Document section:
-- BEGIN --
By: Brett (ggtgp.delete@this.yahoo.com), August 10, 2022 11:59 pm
Room: Moderated Discussions
Brett (ggtgp.delete@this.yahoo.com) on August 5, 2022 1:17 pm wrote:
> Brett (ggtgp.delete@this.yahoo.com) on August 3, 2022 4:31 pm wrote:
> > --- (---.delete@this.redheron.com) on August 3, 2022 2:55 pm wrote:
> > > Adrian (a.delete@this.acm.org) on August 3, 2022 11:33 am wrote:
> > >
> > > What is the problem you are trying to solve? You want to shrink the average size
> > > of an instruction from 4 bytes to, I don't know, 3.2 bytes? Why is that worth doing?
> > > Or, if worth doing, not worth doing via something like CodePack instead?
> > >
> > > If you insist on stacks (even 8 stacks) you give up on register renaming and all that implies
> > > for extreme OoO (hundreds of instruction in size), extreme width, and extreme speculation.
> > > And if your answer is "well I'll implement the top few registers of the stacks as renamed
> > > registers", well, then, what exactly are we simplifying by not using registers directly?
> > >
> > > I understand the impulse; we're all irritated by the ISA bits that are burned by having
> > > to specify each of multiple registers. But ultimately, that's what computing IS -- specifying
> > > moving data. In a way, your viewpoint is like people still insisting that computing is
> > > about adds and multiplies, and everything else is "overhead". NO, it's NOT!
> > > There is some specialized computing that is about adds and multiplies, yes. But
> > > general computing is as much or more about moving data around (with everything
> > > that implies about specifying addresses) as it is about adds and multiplies.
> > >
> > > Instruction Fetch and Prefetch are SOLVED problems. We know the numbers.
> > > Even with a 32KB cache, essentially perfect Prefetch or equivalents (like a perfect L1I) are
> > > worth about 25% (details vary depending on exact details of core width, L2 parameters, etc).
> > > Existing practical prefetchers like RDIP get you about 20%.
> > > Experimental prefetchers like D-JOLT (easy to implement
> > > if, like Apple, you already have an RDIP-like infrastructure)
> > > get you a few percent closer to perfection. Even
> > > better is something like an Entangled I-prefetcher, but that requires building a new infrastructure.
-- END --
A run of records:
-- BEGIN --
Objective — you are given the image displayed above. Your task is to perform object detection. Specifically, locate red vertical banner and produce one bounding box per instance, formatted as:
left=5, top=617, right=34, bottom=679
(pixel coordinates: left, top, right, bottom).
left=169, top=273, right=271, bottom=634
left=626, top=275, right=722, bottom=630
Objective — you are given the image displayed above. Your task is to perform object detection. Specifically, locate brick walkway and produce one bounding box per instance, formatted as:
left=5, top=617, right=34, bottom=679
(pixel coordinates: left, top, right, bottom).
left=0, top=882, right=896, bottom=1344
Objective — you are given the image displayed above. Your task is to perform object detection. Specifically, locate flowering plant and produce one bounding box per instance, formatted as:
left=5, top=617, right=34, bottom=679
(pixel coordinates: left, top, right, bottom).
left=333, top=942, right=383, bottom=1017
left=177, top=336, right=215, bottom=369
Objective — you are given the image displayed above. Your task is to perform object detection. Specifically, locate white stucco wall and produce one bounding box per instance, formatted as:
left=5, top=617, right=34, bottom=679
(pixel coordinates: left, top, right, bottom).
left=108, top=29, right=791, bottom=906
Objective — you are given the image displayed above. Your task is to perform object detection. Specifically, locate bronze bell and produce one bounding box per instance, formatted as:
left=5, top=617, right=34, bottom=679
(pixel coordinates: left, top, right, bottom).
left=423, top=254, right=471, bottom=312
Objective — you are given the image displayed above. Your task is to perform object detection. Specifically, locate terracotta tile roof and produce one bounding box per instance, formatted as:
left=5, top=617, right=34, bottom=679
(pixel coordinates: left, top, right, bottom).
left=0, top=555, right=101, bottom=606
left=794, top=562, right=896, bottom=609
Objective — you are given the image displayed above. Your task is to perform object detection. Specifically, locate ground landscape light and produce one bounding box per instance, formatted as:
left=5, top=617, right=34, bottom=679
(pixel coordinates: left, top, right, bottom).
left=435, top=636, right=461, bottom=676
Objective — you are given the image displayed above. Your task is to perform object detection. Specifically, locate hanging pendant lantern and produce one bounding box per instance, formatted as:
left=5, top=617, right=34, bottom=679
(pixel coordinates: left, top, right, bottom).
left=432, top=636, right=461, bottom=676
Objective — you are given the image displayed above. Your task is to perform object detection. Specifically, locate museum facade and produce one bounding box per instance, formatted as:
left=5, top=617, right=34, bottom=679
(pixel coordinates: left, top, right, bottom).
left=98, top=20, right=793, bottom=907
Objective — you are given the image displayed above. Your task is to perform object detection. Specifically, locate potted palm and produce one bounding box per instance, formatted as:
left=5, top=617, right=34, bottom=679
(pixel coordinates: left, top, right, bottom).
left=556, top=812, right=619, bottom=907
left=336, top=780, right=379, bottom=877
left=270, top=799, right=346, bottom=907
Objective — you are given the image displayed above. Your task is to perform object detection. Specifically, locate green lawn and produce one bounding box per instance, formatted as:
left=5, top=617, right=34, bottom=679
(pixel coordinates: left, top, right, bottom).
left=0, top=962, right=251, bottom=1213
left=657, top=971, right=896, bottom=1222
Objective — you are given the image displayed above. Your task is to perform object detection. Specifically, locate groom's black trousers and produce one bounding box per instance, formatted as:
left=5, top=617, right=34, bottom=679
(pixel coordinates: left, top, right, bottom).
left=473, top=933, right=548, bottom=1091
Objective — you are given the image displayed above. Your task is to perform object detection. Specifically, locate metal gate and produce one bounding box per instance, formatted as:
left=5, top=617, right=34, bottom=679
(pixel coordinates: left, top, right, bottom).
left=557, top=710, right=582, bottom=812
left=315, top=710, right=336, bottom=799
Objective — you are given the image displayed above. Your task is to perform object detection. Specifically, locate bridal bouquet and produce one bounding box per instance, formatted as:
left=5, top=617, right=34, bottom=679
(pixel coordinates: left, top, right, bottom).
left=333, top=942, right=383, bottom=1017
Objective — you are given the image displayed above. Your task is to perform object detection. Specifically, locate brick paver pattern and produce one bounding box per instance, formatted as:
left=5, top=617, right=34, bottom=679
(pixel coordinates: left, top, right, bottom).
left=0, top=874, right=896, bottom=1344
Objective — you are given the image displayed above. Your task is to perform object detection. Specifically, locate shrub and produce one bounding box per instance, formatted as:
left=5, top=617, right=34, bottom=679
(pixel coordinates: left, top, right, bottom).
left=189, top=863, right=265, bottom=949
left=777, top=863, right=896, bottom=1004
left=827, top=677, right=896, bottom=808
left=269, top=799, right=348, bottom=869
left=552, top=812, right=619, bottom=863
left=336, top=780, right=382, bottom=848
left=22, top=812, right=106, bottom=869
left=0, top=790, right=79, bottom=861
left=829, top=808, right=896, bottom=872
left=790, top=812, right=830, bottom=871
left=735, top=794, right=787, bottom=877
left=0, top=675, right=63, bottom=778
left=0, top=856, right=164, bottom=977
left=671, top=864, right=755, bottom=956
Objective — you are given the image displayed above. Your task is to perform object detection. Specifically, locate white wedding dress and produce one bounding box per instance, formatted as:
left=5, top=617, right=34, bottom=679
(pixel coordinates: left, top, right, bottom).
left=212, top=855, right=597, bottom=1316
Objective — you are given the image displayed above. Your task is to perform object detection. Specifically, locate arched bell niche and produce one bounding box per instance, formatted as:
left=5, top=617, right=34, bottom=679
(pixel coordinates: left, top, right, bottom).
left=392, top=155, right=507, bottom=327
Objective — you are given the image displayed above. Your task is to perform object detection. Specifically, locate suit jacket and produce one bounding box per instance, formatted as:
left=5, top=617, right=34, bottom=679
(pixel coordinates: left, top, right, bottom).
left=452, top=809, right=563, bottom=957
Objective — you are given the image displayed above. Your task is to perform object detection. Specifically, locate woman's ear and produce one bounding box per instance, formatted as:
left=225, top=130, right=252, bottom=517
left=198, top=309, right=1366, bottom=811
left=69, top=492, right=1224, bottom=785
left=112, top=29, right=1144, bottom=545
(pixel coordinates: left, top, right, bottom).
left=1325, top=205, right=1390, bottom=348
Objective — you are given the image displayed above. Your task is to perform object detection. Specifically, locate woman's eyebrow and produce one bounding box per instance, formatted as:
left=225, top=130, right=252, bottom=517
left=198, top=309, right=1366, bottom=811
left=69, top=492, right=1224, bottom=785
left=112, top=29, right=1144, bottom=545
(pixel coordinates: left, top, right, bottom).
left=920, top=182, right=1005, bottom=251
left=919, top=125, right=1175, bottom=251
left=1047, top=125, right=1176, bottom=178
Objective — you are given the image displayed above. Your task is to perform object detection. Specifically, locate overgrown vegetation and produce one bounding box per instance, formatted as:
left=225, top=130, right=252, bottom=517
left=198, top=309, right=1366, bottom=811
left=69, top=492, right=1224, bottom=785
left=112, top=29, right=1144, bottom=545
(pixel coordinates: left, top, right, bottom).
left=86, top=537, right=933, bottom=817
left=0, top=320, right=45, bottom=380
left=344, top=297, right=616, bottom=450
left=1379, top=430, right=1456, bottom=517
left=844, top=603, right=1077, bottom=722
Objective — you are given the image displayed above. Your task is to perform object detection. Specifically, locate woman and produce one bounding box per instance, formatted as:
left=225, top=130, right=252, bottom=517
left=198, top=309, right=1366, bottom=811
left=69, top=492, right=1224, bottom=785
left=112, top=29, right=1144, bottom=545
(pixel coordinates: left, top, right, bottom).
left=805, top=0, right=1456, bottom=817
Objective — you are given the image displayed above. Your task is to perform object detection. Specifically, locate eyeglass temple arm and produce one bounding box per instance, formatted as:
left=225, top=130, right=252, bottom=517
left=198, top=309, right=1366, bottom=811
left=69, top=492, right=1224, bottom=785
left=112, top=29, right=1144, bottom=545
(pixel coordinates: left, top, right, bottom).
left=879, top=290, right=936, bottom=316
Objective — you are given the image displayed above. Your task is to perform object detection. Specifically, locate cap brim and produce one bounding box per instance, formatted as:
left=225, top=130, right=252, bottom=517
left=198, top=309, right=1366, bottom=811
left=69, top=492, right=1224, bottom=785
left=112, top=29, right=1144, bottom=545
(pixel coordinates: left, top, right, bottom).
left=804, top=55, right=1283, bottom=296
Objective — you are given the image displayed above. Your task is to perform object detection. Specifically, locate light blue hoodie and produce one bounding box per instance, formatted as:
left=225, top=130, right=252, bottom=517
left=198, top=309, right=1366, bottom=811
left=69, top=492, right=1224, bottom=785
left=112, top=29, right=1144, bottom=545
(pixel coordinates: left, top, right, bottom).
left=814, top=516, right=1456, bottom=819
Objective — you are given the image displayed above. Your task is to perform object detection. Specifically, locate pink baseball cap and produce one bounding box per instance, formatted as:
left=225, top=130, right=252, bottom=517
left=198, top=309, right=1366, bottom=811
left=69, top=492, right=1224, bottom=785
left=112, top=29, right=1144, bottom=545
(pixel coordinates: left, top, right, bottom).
-- END --
Exercise requirements:
- A) Write out the part of the forum thread between "By: Brett (ggtgp.delete@this.yahoo.com), August" and "that worth doing?", inclusive.
- B) In the forum thread, why does the writer reject treating the instruction bits spent on specifying registers as mere overhead? Answer in one to three sentences.
These records have no connection to the forum thread above.

Solutions to the problems:
- A)
By: Brett (ggtgp.delete@this.yahoo.com), August 10, 2022 11:59 pm
Room: Moderated Discussions
Brett (ggtgp.delete@this.yahoo.com) on August 5, 2022 1:17 pm wrote:
> Brett (ggtgp.delete@this.yahoo.com) on August 3, 2022 4:31 pm wrote:
> > --- (---.delete@this.redheron.com) on August 3, 2022 2:55 pm wrote:
> > > Adrian (a.delete@this.acm.org) on August 3, 2022 11:33 am wrote:
> > >
> > > What is the problem you are trying to solve? You want to shrink the average size
> > > of an instruction from 4 bytes to, I don't know, 3.2 bytes? Why is that worth doing?

- B) Specifying the movement of data is what computing fundamentally is. Apart from some specialized computing, general computing is as much or more about moving data around, including specifying addresses, as it is about adds and multiplies.